### YOUR TASK
Can you continue the piece on Bow and mirror neurons, writing what comes after its final sentence?

### GIVEN TEXT

Grooming, Implements and Mirror Neurons

When I look at Bow, I can read his expressions. It is not hard to tell what he is feeling, as his facial expressions often mirror my own.

Looking at this picture of Bow eating an apple, can you tell what he is feeling? Let your face resolve itself into a similar expression. How do you feel? We have mirror neurons that allow us to put ourselves into somebody else's shoes, to let us imagine what it would be like to be doing what they are doing.

Can you almost taste that big, juicy, red delicious apple as Bow bites into it? That isn't just your imagination. Those are your mirror neurons firing.

Bow has mirror neurons, too. When he sees me doing something, he sometimes gets it into his head that he should do that, too. I have long hair, but Bow's is short. Sometimes, when I have a messy task to take care of, I put my hair up into a bun. Bow watches, fascinated as I do that. Sometimes, he gathers as much of his hair as he can, and he tries in vain to put his hair up in a bun, too. Only he can't, because it's too short.

Yesterday, I was brushing my hair, and I thought Bow might like to help me brush my hair, too. He often grooms me, but he does that with his bare hands. I thought that if I handed him the brush, he might want to help me brush my hair.

But Bow was fascinated by the iPhone's small screen filming this, instead.  I had to tap him lightly to get his attention before I handed him the brush and asked whether he would like to brush my hair. Bow did not want to help me brush my hair. He took the brush, started to brush his own hair, and then reached for the iPhone, because he wanted to see himself doing it on the screen.

### DATA
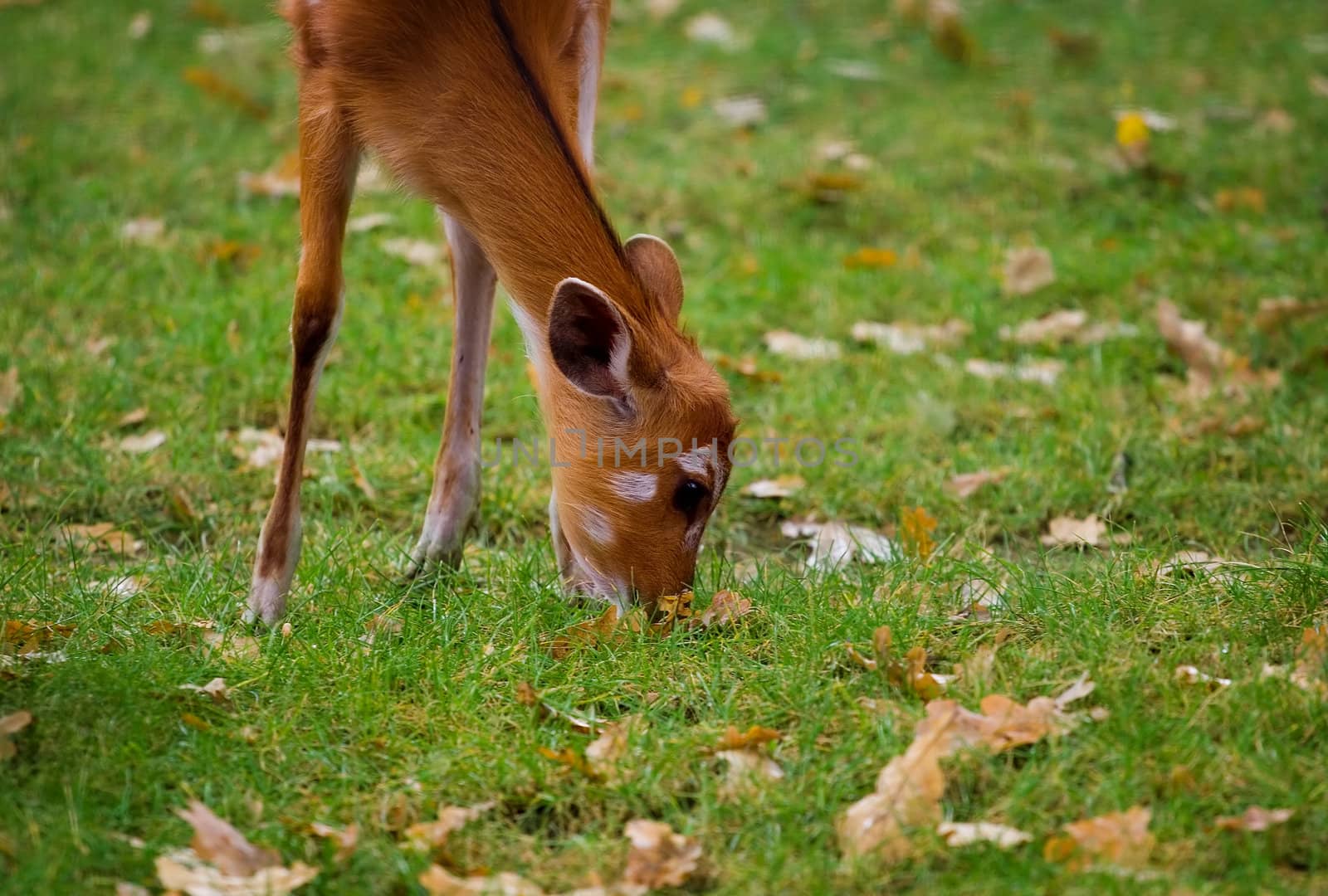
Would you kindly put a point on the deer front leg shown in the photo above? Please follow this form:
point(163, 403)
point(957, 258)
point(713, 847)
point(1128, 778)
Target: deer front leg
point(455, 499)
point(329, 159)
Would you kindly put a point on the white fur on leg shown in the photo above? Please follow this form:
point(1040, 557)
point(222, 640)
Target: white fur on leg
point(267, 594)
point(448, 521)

### OUTPUT FOR THIS EXERCISE
"Would you like to do what I'm doing?" can have two different meanings. It can mean, if I am brushing my hair, "would you like to brush my hair, too?" Or it can mean, instead,  "would you like to brush your hair?" People with healthy mirror neurons often take it the second way.


  1. Aya, the older I get the more I learn about language and try to be more clear & exact when I say something. It's a work in progress. But you have a perfect example here of why it's so important (if we want something - for example, Bow to brush YOUR hair).
    Anyway, he looks very relaxed in the first picture and looks like he maybe observing your or listening to you say something and contemplating it. I like the idea of mirror neurons - never heard of that, but that is probably why our dogs end up acting so much like us too!

    1. Hi, Kathy, I am working on speaking more precisely, too, but the thing that really trips me up sometimes is incorporating the other person's point of view into the way I frame my communication.

      At the beginning of the video, Bow was calmly watching me brush my hair, not by looking at me, but by watching the action take place in the small image on the screen.